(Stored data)
'''
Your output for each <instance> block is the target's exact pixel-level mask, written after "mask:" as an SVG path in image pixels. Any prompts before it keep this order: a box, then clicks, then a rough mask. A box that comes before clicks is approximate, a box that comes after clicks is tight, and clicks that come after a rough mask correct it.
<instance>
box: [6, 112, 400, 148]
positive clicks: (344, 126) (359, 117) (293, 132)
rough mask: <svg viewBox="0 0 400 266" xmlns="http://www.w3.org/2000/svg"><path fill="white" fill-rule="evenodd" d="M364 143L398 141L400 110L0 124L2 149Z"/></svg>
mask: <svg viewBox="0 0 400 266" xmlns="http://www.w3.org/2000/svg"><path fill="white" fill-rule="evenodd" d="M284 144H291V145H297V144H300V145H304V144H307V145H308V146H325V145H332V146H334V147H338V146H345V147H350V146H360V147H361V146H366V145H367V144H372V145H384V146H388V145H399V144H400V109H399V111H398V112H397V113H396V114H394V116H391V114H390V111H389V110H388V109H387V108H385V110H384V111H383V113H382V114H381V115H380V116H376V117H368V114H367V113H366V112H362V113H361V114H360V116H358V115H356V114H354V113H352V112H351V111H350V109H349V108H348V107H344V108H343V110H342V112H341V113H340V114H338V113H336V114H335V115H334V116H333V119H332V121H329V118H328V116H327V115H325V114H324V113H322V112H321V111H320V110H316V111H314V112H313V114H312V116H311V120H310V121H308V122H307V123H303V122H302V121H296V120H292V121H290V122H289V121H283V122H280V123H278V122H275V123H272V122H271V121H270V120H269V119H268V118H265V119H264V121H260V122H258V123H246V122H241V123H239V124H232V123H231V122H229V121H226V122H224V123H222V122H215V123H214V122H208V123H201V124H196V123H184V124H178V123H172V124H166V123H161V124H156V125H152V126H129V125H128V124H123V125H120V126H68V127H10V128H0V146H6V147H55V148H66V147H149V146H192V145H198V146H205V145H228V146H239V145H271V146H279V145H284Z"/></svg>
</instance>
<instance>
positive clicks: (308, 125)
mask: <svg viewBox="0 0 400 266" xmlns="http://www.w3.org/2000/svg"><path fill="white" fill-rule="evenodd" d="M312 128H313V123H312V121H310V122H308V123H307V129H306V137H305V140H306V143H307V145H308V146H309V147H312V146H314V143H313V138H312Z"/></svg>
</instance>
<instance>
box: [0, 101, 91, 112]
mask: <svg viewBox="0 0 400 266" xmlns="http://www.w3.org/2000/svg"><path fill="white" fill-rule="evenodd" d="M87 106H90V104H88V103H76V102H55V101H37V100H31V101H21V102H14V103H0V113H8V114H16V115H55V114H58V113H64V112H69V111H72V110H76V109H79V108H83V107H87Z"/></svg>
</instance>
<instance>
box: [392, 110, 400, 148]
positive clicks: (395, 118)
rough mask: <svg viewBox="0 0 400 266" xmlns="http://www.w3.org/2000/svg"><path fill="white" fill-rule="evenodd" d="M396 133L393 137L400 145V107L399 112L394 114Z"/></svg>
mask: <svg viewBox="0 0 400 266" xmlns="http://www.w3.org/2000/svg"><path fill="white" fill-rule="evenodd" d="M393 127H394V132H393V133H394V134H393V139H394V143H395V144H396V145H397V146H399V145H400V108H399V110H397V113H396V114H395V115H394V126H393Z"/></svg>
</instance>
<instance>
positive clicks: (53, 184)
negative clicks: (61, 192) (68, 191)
'''
**WHAT YOU HAVE TO DO**
Reproduce all of the records precisely. No word may differ.

**EXERCISE RESPONSE**
Your output for each <instance> block is the target's exact pixel-level mask, written after "mask:" as an SVG path in image pixels. Any prompts before it keep this order: a box, then clicks, then a rough mask. A box that comes before clicks is approximate, a box that comes after clicks is tight, and clicks that come after a rough mask correct it.
<instance>
box: [6, 112, 400, 148]
positive clicks: (344, 126) (359, 117) (293, 132)
rough mask: <svg viewBox="0 0 400 266" xmlns="http://www.w3.org/2000/svg"><path fill="white" fill-rule="evenodd" d="M364 143L398 141L400 110L0 124L2 149Z"/></svg>
mask: <svg viewBox="0 0 400 266" xmlns="http://www.w3.org/2000/svg"><path fill="white" fill-rule="evenodd" d="M284 144H291V145H297V144H300V145H304V144H307V145H308V146H325V145H332V146H334V147H338V146H345V147H350V146H360V147H361V146H366V145H367V144H372V145H384V146H388V145H399V144H400V109H399V111H398V112H397V113H396V114H394V116H391V114H390V111H389V110H388V109H387V108H385V110H384V111H383V113H382V114H381V115H380V116H376V117H368V114H367V113H366V112H362V113H361V114H360V116H358V115H356V114H354V113H352V112H351V111H350V109H349V108H348V107H344V108H343V110H342V112H341V113H340V114H338V113H336V114H335V115H334V116H333V119H332V121H329V118H328V116H327V115H325V114H324V113H322V112H321V111H320V110H316V111H314V112H313V114H312V116H311V120H310V121H308V122H307V123H303V122H302V121H296V120H292V121H290V122H289V121H283V122H280V123H278V122H275V123H272V122H271V121H270V120H269V119H268V118H265V119H264V121H260V122H258V123H246V122H241V123H239V124H232V123H231V122H229V121H226V122H224V123H222V122H215V123H214V122H208V123H201V124H196V123H184V124H178V123H172V124H166V123H161V124H156V125H152V126H129V125H128V124H123V125H120V126H68V127H10V128H0V146H6V147H55V148H66V147H149V146H192V145H198V146H205V145H228V146H239V145H271V146H279V145H284Z"/></svg>
</instance>
<instance>
positive clicks: (308, 125)
mask: <svg viewBox="0 0 400 266" xmlns="http://www.w3.org/2000/svg"><path fill="white" fill-rule="evenodd" d="M312 128H313V123H312V121H310V122H308V123H307V129H306V137H305V140H306V143H307V145H308V146H309V147H312V146H314V143H313V138H312Z"/></svg>
</instance>
<instance>
box: [0, 101, 91, 112]
mask: <svg viewBox="0 0 400 266" xmlns="http://www.w3.org/2000/svg"><path fill="white" fill-rule="evenodd" d="M87 106H90V104H88V103H76V102H55V101H37V100H31V101H21V102H14V103H0V113H8V114H16V115H55V114H58V113H64V112H69V111H72V110H76V109H79V108H83V107H87Z"/></svg>
</instance>
<instance>
box: [392, 110, 400, 148]
positive clicks: (395, 118)
rough mask: <svg viewBox="0 0 400 266" xmlns="http://www.w3.org/2000/svg"><path fill="white" fill-rule="evenodd" d="M396 133L393 137L400 145V107L399 112L394 114Z"/></svg>
mask: <svg viewBox="0 0 400 266" xmlns="http://www.w3.org/2000/svg"><path fill="white" fill-rule="evenodd" d="M393 127H394V132H393V133H394V134H393V139H394V143H395V144H396V145H397V146H399V145H400V108H399V110H397V113H396V114H395V115H394V126H393Z"/></svg>
</instance>
<instance>
positive clicks: (53, 184)
negative clicks: (61, 192) (68, 191)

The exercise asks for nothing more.